[Dataset records start]
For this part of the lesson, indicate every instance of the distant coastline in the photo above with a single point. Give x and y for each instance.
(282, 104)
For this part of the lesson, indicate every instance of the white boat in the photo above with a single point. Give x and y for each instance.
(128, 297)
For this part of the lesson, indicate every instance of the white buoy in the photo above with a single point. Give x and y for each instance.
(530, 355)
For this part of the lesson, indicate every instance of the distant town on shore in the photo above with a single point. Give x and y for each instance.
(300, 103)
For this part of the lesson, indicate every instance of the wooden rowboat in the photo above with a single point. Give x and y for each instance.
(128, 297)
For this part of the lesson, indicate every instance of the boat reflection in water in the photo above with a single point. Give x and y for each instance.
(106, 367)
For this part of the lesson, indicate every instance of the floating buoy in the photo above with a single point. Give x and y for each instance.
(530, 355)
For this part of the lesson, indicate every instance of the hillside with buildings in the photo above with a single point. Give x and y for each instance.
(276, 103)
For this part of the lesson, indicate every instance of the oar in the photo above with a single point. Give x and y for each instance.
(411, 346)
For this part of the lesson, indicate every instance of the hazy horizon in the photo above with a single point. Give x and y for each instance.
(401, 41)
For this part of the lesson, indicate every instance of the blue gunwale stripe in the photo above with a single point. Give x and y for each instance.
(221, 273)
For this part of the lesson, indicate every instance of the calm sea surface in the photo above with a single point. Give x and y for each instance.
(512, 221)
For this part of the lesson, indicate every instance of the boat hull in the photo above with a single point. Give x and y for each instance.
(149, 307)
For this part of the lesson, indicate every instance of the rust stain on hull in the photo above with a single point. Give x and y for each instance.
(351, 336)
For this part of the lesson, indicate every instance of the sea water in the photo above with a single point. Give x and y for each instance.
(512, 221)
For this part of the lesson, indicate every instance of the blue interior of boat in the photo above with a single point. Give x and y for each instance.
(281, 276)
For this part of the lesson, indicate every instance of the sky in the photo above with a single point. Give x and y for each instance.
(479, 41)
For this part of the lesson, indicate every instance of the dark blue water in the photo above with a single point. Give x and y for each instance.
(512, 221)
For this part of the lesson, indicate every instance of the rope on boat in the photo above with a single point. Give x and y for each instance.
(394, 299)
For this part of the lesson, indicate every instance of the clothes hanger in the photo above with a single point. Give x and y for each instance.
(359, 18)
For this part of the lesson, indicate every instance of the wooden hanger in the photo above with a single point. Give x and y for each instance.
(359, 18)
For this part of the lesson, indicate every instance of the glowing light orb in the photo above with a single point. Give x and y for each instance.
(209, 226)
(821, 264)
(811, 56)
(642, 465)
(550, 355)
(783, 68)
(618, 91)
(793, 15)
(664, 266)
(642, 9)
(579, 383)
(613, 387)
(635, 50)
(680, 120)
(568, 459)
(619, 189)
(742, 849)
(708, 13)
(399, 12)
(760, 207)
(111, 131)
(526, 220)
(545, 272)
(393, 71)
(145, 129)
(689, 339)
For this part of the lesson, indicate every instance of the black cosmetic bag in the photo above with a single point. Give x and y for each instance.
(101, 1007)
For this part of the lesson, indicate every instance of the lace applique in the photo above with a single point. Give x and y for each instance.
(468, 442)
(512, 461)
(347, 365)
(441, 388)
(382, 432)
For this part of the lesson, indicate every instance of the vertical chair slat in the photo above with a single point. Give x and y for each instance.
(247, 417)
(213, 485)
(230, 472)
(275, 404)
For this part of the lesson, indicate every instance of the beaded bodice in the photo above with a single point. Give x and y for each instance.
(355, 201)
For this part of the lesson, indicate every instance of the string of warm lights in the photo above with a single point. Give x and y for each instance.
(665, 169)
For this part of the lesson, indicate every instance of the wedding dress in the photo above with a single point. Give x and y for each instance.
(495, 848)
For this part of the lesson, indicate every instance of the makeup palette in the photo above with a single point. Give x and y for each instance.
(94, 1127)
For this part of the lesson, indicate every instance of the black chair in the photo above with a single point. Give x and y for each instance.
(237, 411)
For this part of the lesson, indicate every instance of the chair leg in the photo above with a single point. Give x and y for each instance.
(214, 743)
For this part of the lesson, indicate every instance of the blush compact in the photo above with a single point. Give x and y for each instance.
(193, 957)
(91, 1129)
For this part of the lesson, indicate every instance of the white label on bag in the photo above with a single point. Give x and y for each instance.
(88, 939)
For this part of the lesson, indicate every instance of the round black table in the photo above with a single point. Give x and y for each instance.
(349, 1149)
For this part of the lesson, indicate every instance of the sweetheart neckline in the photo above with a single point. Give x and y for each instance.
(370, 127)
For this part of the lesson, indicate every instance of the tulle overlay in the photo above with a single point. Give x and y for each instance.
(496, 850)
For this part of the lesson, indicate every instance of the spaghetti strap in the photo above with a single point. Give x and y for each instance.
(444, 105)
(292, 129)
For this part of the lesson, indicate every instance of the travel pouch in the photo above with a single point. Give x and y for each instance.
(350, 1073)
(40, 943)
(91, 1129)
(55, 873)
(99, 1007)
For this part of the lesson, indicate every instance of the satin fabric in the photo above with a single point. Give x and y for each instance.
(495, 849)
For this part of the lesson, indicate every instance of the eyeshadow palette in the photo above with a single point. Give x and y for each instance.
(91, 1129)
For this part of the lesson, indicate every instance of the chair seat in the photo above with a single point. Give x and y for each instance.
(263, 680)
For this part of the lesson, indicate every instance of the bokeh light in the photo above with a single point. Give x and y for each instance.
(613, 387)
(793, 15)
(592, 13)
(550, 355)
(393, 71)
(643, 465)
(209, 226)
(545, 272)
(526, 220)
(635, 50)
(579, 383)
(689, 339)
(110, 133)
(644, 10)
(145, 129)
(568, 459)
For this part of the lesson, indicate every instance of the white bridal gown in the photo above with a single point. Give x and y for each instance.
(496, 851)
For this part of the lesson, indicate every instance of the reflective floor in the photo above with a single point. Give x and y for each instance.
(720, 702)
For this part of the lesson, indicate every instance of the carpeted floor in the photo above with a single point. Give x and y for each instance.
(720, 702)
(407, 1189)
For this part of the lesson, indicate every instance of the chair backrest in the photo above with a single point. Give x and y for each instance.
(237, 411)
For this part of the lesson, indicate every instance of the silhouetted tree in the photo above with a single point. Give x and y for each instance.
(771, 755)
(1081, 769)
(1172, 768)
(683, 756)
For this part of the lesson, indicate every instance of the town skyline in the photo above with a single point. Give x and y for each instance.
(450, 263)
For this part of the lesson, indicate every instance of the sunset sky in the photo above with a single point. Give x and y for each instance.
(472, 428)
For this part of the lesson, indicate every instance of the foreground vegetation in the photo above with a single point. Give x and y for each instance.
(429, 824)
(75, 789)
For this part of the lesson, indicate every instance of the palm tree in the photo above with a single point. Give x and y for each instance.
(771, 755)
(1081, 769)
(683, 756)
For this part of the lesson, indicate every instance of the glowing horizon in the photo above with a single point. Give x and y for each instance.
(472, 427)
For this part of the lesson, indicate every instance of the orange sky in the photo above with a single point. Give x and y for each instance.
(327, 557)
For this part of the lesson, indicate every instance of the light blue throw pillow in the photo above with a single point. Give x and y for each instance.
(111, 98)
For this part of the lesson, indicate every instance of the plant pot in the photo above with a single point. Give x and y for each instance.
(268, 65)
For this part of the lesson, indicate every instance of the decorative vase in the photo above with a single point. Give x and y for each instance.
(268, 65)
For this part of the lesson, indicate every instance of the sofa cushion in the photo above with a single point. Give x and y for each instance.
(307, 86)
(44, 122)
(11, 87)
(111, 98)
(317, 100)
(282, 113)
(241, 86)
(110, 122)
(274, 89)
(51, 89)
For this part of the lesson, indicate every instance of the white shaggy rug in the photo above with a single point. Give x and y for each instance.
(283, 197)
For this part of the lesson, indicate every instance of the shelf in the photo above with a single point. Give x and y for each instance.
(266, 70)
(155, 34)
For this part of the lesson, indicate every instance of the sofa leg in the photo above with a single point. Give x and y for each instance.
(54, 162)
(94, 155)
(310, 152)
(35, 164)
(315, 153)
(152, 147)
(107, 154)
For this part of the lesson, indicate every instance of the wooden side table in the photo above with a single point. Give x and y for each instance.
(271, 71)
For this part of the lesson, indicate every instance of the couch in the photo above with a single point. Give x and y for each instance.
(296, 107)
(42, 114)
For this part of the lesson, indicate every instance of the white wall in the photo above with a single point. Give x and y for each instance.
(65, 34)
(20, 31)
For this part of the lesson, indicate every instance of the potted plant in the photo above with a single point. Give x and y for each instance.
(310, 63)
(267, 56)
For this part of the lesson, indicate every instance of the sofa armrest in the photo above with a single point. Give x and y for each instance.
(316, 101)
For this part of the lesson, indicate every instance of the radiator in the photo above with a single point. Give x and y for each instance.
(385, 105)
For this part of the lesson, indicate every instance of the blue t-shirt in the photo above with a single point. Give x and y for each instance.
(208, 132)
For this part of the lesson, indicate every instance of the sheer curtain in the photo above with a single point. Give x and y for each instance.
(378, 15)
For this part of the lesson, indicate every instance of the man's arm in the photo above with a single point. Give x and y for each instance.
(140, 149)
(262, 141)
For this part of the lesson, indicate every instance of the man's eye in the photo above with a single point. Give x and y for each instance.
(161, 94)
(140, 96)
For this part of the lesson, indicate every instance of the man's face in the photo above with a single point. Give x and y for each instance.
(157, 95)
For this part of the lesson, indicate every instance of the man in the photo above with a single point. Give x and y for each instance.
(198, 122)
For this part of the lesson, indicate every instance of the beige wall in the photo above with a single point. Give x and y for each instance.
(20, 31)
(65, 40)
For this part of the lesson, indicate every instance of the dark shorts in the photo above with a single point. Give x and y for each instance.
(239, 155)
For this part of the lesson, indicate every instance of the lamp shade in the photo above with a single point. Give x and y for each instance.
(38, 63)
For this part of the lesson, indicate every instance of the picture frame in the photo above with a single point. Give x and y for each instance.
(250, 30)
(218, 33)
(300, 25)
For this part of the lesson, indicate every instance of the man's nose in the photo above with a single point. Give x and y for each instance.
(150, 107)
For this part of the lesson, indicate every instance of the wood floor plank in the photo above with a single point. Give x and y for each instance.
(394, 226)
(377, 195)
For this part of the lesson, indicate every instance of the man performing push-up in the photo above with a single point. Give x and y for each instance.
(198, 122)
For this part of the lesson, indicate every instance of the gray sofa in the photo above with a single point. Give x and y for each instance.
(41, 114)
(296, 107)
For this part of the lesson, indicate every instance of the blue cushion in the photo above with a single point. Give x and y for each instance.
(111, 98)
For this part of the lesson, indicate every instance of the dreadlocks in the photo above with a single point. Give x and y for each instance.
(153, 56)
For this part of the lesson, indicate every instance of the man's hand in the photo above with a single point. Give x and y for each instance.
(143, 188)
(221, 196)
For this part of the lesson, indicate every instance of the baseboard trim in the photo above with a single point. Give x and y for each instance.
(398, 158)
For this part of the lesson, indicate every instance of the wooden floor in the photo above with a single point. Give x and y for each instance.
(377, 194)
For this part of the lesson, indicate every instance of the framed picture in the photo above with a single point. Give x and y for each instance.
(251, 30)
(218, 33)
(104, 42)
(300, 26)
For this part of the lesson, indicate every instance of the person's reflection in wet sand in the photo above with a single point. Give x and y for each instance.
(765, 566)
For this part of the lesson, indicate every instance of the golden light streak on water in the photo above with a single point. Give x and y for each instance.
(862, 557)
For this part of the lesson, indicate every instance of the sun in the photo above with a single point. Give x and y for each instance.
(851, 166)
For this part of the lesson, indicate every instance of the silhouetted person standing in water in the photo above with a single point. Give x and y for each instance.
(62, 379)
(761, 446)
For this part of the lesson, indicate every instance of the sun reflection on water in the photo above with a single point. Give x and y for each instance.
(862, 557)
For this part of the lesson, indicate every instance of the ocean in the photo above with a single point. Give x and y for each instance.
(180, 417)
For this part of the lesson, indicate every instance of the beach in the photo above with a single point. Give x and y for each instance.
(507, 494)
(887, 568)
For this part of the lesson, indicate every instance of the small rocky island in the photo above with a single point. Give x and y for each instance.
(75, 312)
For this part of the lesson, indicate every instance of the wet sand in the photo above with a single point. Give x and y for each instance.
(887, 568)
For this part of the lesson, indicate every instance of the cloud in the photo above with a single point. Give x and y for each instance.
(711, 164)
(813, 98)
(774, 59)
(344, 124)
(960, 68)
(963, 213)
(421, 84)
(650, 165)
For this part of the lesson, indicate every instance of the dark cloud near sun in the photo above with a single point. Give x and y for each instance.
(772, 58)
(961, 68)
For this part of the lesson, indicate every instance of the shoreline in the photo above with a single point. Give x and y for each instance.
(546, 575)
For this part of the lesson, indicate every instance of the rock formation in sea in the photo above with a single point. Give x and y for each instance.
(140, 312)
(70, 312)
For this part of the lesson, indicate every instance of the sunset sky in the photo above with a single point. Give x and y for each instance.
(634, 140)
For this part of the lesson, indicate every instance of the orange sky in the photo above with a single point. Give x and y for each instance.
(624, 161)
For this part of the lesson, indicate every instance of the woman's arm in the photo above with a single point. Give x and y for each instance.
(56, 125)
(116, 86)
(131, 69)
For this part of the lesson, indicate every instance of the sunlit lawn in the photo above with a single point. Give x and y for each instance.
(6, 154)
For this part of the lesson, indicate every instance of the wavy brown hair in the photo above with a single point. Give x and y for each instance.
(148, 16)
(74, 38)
[Dataset records end]
Written instruction:
Please write out the records from the line with "of the sunlit" through the end of the records as a two-column CSV with the header instruction,points. Give one row per record, with its text and its answer each in a single quoted field and any line breaks replaced by spaces.

Exercise answer:
instruction,points
"For this part of the lesson, indicate every instance of the sunlit lawn in the photo above with a single point. Give x and y for each instance.","(6, 154)"
"For this part of the lesson, indicate every instance of the wavy brown hair in the photo above with a single point. Give x and y for each instance.","(148, 16) (74, 38)"